"One hell of a photograph"
A little while ago, I decided to change the brand of toothpaste I was using. I had used the old brand for ages, but its price kept going up. At some stage, they decided to shrink the size of the tube instead of increasing the price (which obviously was just another price increase). One of the reasons why I had stuck with that particular brand was the fact that I dreaded the idea of picking another one: each brand has dozens of variations of toothpaste. How do you pick something?
Whenever I go back to Germany, I'm reminded how insane some aspects of the US actually are. At times, I've run out of toothpaste in Germany. At a drugstore or supermarket, I always ended up being confused about having so few choices -- until I realized that you don't actually need 50+ different types of toothpaste to choose from (50 is probably less than what my supermarket here carries: there are at least five brands, and many of them have over a dozen variations each).
Also, if memory serves me well, having too many options to choose from vastly increases people's unhappiness. This turned out much too easy to find: "Research shows that if you’re surrounded by an abundance of options, you typically end up less satisfied with your final decision than if you’d been given fewer options in the first place."
At the supermarket the other day, I was unable to remember which specific type of some other brand I had bought before. So I went with the cheapest option. As far as I can tell, it works perfectly well, and it does all the things it's supposed to be doing.
What I hadn't seen, though, was something that has kept me amused for days now. On the tube, it says "Great Regular Flavor". This is incredible, isn't it? To begin with, if you buy the cheapest option of this well-known brand, there's no official flavour ("Mint" or "Spearmint" or whatever else). It's just "regular" (which, as it turns out, is mint after all).

· · · · · · ·

__Brief A__:
Please answer these questions about the toothpaste post:
(i) What kept happening to the price of the old brand?
(ii) Which option did the writer pick at the supermarket after failing to remember the type bought before?
(iii) What words appear on the tube?
The records below are unrelated to the text above.

· · · · · · ·

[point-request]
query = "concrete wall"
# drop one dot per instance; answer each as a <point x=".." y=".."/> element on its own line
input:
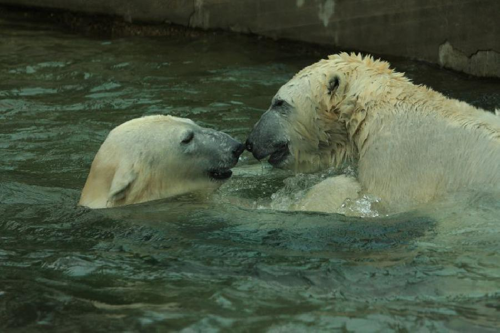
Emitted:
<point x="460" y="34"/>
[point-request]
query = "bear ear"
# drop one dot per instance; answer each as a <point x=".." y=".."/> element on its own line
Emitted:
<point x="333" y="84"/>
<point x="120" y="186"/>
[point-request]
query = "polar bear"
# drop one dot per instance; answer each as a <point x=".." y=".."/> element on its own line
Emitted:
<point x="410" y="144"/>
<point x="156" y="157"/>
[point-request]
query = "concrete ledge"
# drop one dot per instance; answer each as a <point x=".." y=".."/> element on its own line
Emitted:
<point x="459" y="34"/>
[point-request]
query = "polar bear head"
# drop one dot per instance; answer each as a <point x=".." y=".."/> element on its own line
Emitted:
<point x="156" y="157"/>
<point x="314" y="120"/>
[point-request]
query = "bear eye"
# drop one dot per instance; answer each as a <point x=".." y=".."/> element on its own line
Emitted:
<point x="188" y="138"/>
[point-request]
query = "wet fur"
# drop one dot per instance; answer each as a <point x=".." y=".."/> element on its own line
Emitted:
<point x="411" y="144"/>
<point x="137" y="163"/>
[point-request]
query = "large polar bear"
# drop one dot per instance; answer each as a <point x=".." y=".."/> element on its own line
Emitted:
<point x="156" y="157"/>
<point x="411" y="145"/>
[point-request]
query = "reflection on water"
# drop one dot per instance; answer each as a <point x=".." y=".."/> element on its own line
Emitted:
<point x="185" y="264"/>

· · · · · · ·

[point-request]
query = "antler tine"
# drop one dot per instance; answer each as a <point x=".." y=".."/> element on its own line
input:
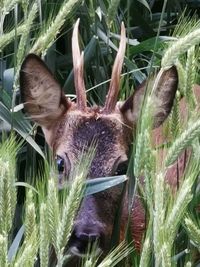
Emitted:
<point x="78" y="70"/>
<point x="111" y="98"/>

· · · · · · ·

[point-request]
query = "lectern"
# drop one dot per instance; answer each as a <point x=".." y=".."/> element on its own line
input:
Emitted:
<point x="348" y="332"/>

· · · · · · ·

__Brief B__: How many lines of the records contain the string "concrete"? Case counts, and the reply should be the number only.

__Problem solution A__:
(i) Its price kept going up.
(ii) The cheapest option.
(iii) "Great Regular Flavor".

__Problem solution B__: 2